*Records:*
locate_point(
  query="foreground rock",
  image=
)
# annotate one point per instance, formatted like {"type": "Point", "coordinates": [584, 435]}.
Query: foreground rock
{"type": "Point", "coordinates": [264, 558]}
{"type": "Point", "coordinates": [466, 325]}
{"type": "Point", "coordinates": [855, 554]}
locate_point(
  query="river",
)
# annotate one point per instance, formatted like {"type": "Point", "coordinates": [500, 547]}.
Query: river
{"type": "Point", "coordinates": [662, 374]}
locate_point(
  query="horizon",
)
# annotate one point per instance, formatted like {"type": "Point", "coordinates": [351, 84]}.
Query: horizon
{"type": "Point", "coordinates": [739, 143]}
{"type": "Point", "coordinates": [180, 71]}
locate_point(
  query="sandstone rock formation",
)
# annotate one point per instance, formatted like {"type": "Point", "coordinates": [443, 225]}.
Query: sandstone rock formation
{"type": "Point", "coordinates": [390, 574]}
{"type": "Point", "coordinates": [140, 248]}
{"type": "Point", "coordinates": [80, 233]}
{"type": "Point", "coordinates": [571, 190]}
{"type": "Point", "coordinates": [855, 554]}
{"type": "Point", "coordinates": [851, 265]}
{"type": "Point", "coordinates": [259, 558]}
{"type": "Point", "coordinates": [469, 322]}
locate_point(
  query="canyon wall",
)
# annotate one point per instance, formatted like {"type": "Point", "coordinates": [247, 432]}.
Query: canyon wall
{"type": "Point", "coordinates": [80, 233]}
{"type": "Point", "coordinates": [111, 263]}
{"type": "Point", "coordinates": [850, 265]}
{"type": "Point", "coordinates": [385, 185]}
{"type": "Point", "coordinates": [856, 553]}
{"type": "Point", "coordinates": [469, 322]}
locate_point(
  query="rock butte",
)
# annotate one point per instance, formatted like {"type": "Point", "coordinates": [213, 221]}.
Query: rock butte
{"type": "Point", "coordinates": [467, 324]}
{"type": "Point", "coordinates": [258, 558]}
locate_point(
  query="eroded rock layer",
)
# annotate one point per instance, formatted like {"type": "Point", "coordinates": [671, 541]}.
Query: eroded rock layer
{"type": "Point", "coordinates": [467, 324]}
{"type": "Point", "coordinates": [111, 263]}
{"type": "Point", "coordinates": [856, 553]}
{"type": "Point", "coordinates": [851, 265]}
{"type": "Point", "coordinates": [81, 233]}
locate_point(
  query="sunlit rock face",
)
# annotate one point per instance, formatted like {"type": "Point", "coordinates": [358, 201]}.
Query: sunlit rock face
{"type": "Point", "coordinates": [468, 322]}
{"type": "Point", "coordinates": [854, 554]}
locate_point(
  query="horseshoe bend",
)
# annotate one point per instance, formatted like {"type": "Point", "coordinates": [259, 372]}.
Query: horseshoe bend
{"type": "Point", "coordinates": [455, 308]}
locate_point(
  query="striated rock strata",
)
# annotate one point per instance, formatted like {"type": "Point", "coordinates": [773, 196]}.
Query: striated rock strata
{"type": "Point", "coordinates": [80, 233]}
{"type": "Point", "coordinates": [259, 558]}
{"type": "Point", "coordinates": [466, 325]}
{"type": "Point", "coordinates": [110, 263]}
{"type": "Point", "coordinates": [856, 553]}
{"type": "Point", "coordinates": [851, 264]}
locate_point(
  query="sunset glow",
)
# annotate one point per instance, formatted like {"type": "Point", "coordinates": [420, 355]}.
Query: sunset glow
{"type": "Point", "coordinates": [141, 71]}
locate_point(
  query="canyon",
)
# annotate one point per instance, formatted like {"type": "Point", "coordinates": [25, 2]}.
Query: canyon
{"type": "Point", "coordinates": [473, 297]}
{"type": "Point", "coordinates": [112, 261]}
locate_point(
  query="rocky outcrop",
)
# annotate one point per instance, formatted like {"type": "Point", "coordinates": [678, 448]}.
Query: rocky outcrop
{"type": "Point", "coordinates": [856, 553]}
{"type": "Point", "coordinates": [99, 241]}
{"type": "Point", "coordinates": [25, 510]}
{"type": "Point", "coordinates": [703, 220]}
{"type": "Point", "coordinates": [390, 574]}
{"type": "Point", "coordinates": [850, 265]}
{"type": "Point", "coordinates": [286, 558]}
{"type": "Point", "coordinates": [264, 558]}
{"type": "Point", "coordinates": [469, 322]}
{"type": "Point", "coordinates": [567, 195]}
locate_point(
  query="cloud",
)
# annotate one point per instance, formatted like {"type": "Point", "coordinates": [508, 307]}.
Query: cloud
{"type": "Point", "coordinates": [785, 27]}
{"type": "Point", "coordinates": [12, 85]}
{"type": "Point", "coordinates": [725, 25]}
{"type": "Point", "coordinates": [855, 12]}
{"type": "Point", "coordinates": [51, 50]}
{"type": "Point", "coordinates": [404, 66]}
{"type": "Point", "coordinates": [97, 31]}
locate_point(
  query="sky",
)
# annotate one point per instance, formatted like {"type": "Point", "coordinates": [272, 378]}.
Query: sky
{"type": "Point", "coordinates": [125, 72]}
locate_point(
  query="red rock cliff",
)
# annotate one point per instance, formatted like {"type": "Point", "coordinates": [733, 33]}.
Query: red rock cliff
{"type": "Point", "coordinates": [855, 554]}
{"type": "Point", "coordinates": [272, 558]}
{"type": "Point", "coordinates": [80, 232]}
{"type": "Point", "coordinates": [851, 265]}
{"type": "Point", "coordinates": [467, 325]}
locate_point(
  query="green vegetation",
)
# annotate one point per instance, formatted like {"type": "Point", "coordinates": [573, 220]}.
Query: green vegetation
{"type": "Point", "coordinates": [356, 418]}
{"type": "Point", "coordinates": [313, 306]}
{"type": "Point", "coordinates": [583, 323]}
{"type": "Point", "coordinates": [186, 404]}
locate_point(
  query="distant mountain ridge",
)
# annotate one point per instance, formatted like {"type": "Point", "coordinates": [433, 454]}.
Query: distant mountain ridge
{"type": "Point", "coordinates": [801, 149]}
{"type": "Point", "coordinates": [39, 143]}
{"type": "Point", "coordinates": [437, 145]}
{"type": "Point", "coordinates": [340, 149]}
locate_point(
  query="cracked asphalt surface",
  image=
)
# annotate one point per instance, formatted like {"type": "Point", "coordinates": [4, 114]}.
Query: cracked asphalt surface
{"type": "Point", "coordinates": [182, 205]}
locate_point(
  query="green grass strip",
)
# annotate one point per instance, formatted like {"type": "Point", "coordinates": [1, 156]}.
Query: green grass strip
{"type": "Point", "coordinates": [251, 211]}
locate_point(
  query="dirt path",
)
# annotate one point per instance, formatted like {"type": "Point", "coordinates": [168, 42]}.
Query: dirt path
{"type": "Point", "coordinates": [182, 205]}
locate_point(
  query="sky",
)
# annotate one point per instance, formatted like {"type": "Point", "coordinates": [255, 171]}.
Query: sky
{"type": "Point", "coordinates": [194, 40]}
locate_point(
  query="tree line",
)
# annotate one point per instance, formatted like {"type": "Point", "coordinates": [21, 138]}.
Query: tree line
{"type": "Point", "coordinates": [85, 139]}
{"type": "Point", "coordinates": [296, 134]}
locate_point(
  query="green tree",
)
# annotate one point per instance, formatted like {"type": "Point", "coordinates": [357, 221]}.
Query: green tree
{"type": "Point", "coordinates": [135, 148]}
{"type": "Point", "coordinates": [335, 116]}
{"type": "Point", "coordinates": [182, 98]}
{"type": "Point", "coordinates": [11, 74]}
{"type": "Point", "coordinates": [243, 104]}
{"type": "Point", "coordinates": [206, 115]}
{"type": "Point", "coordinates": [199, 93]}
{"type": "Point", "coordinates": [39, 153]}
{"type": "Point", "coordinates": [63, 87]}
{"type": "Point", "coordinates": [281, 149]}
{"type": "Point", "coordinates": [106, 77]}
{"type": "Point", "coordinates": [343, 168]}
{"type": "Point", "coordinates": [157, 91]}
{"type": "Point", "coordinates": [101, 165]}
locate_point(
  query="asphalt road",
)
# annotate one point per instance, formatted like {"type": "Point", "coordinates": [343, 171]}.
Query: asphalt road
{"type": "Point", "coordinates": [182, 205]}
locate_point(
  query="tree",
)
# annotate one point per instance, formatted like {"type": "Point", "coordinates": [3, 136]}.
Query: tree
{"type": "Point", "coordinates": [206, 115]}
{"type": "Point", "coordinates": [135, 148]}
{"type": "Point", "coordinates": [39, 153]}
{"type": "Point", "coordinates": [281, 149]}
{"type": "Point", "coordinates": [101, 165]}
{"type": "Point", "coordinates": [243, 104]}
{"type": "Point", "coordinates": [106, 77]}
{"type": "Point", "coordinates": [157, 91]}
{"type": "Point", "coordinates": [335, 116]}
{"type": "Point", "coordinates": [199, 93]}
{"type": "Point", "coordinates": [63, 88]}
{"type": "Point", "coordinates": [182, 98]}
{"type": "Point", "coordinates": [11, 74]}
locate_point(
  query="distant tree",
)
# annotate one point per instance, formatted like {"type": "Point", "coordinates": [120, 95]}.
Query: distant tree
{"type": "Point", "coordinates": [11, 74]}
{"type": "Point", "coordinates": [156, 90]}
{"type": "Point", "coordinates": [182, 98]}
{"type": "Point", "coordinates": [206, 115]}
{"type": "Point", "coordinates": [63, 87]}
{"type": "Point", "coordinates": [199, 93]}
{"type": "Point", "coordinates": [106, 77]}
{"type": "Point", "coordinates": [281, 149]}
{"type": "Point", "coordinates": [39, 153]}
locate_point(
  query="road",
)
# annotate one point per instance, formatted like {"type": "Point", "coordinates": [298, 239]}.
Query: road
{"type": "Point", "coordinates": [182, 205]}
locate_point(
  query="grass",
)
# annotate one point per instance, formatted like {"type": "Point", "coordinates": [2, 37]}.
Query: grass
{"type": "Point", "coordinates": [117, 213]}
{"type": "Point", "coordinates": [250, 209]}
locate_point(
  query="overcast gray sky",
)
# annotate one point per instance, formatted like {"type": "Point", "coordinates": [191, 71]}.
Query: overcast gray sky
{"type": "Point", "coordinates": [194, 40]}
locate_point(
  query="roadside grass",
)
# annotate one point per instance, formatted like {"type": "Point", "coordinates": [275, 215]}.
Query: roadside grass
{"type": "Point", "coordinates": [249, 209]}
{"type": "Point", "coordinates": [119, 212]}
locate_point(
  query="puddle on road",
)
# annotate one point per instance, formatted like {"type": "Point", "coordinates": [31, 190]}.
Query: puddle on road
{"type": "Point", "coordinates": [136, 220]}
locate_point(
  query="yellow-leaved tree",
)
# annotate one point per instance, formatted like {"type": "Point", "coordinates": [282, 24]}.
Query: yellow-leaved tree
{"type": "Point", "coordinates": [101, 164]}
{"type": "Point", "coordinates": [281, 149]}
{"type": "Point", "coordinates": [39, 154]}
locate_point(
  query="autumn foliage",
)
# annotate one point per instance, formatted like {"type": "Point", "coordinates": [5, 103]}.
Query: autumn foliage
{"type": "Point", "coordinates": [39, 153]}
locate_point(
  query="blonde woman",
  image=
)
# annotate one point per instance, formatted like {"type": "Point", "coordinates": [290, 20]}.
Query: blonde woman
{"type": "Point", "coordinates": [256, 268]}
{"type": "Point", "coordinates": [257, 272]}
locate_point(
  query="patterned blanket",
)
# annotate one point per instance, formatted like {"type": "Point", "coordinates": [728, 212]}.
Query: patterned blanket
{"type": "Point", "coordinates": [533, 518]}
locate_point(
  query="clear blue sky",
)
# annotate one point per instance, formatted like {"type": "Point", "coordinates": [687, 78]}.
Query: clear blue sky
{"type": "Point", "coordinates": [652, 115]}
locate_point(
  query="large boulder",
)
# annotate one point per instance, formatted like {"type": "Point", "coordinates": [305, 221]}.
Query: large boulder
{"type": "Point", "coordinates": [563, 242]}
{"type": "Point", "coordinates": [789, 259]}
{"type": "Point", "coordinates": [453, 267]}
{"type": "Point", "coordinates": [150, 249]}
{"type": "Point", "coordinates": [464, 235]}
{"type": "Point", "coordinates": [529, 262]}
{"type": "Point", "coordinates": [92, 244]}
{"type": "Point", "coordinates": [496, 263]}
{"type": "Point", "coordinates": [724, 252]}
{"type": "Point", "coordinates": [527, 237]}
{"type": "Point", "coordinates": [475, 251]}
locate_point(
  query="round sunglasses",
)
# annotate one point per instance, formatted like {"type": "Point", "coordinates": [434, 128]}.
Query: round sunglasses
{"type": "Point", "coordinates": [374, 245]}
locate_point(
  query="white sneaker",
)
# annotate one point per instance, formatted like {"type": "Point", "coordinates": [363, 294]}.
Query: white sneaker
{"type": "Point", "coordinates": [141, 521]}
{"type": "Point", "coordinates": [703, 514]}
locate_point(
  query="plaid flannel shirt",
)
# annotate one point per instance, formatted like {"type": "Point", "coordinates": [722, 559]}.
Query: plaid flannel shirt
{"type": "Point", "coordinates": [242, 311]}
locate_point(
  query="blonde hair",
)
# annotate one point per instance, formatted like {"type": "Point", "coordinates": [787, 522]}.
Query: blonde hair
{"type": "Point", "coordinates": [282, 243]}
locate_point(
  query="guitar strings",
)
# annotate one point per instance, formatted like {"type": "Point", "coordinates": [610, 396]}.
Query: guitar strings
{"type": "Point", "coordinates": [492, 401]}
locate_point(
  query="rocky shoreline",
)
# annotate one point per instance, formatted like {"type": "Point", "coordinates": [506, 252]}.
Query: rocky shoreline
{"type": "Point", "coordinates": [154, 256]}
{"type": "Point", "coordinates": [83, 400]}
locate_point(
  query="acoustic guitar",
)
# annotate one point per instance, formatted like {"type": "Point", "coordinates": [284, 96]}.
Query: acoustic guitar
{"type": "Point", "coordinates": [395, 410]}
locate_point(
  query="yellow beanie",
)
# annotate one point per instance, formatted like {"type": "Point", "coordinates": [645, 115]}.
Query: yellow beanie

*Exercise:* Every line above holding the string "beanie" should be listed.

*Exercise answer:*
  query="yellow beanie",
Query: yellow beanie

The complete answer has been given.